**PROVIDED DATA**.
━━━━━━━━━━━━━━━━━━━━

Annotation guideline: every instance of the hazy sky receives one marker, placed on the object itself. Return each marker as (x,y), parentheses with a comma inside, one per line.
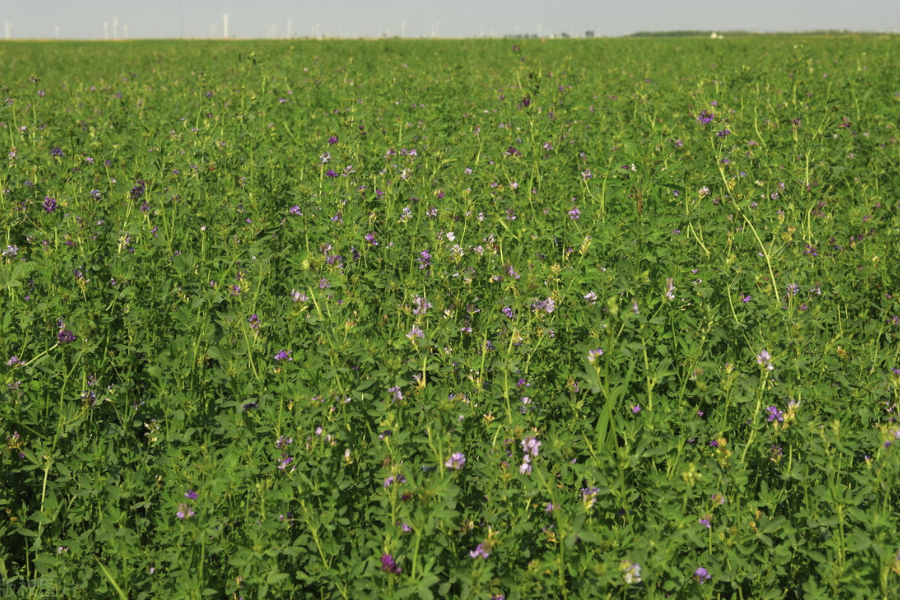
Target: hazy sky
(84,19)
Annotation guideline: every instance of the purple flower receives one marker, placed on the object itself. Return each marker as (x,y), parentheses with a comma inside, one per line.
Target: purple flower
(456,461)
(480,551)
(138,190)
(765,360)
(388,565)
(531,446)
(701,575)
(589,497)
(422,305)
(424,259)
(705,117)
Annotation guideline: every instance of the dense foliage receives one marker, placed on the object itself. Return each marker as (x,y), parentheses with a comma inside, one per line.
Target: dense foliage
(593,318)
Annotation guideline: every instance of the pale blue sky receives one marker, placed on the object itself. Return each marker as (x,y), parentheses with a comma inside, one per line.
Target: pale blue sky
(85,19)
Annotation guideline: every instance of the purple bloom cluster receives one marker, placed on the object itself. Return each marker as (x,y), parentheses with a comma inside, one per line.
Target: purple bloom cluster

━━━━━━━━━━━━━━━━━━━━

**EXERCISE DESCRIPTION**.
Give back the line containing "Target: pale blue sky" and all the lines after it through the end of the records, unchanged.

**WORKED SOLUTION**.
Target: pale blue sky
(85,19)
Annotation guideline: every instance of the purple bloom cluster receives one marker, placed on the object itself. Return each marker as (x,y), parentheses with a comma inside, one per line.
Target: purple bloom cluster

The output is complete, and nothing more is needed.